## Aim of the task
Pick out each line of the records that contains the string "door", matching case exactly.

## Records for the task
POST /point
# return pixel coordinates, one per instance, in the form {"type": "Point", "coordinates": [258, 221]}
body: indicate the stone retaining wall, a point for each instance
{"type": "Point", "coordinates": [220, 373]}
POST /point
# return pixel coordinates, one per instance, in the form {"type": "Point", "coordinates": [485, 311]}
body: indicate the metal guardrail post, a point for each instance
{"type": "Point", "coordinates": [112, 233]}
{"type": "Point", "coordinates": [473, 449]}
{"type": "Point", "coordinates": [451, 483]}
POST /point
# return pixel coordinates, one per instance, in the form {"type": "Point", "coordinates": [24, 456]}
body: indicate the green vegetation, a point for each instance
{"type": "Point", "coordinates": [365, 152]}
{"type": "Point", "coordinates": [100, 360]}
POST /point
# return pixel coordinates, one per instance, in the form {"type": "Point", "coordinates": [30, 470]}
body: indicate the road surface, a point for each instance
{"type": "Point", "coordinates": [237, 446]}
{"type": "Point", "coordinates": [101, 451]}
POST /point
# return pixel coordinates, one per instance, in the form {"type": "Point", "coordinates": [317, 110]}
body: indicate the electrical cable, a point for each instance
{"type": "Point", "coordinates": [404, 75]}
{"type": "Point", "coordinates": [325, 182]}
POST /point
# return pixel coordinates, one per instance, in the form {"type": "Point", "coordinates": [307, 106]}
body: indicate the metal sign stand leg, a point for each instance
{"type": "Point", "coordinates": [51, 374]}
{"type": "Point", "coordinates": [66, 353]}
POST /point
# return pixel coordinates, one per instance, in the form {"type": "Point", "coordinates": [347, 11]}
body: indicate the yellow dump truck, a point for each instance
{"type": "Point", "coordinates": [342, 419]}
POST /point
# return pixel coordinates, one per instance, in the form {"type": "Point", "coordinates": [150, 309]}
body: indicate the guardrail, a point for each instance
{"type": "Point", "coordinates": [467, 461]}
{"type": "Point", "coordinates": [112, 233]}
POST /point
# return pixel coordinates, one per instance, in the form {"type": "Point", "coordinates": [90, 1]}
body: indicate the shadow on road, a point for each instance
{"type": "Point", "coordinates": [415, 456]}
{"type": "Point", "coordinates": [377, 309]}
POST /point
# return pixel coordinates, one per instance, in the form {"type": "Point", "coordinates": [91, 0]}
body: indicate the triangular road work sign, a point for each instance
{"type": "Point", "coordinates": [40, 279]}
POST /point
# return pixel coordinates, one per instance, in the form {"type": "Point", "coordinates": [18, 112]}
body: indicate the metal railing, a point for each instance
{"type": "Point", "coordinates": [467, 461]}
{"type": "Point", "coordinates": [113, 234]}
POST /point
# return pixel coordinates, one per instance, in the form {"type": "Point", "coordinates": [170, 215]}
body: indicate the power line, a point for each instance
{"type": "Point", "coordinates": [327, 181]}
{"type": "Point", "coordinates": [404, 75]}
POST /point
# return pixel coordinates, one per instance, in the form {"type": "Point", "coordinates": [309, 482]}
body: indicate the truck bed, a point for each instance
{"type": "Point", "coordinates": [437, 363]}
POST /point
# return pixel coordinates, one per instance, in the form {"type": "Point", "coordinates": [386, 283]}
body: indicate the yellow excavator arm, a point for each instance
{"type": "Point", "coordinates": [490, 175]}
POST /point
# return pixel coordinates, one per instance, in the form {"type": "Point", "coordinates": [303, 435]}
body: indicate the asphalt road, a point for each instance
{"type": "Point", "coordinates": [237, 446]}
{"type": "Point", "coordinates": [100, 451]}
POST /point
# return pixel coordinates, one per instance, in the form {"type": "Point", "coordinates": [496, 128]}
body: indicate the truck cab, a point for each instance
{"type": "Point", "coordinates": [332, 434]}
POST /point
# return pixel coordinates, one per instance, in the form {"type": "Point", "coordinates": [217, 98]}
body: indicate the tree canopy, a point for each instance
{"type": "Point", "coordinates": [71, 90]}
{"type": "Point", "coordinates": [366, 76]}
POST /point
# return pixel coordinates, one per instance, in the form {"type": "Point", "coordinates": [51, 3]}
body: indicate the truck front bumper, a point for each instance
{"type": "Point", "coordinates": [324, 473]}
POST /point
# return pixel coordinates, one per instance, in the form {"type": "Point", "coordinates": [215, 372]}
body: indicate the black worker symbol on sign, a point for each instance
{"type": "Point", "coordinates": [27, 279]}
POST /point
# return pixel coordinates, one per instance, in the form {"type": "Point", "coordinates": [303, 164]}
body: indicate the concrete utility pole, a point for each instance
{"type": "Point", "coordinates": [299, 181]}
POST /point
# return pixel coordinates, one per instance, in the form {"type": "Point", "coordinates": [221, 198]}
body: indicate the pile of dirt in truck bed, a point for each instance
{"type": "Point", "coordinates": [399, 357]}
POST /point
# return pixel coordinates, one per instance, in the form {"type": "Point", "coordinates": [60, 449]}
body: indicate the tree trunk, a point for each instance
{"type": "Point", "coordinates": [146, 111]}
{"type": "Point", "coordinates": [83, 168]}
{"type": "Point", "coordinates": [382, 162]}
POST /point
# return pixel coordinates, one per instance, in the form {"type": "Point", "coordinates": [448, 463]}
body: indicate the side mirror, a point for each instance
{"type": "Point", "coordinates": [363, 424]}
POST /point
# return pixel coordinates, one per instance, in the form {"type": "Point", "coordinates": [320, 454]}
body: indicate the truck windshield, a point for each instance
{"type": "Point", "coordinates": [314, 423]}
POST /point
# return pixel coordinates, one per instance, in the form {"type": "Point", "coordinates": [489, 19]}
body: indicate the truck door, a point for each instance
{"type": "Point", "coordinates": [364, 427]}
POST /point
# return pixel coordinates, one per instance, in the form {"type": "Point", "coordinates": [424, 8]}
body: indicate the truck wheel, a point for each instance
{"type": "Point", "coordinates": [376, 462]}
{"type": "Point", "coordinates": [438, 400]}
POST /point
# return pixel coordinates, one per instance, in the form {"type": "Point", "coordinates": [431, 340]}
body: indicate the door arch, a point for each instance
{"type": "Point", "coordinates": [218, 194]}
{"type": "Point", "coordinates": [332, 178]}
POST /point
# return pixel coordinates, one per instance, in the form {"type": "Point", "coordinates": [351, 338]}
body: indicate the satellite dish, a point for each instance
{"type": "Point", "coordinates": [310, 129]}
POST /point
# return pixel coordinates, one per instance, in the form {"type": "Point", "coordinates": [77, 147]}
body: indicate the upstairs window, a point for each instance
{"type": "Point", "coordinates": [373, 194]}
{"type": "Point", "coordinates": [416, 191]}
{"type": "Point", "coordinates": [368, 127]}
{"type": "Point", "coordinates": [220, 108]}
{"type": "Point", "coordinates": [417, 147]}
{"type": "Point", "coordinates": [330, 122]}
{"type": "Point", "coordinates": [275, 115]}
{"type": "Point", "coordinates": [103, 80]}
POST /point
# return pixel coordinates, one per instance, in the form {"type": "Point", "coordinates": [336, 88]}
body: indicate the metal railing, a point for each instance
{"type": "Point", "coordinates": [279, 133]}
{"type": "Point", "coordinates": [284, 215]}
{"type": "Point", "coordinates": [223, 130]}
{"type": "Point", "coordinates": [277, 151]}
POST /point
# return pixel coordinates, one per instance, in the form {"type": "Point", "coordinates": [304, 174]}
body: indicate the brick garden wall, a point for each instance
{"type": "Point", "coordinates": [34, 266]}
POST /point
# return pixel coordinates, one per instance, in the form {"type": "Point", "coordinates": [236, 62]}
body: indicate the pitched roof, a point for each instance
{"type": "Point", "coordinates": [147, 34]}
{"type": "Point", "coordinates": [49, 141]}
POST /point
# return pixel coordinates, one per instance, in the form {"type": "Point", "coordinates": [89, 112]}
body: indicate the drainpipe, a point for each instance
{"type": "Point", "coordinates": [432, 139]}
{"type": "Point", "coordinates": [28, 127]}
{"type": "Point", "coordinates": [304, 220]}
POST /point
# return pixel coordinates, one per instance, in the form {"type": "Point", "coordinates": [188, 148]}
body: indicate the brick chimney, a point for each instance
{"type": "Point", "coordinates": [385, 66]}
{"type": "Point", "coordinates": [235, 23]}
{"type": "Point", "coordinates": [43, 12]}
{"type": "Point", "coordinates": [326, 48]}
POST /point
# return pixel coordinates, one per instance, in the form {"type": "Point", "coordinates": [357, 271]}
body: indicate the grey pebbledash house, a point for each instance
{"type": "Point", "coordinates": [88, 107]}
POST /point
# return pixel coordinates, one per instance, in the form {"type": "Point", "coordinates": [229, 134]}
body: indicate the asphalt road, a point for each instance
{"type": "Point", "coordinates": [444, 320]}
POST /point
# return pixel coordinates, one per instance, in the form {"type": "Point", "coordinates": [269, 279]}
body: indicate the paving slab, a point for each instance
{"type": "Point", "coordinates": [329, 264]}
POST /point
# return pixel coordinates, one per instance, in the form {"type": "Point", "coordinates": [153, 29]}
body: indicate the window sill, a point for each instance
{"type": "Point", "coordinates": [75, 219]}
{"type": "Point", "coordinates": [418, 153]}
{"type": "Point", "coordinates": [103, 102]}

## Output for this exercise
body: indicate the truck door, a point for each instance
body: indicate the door arch, a point for each instance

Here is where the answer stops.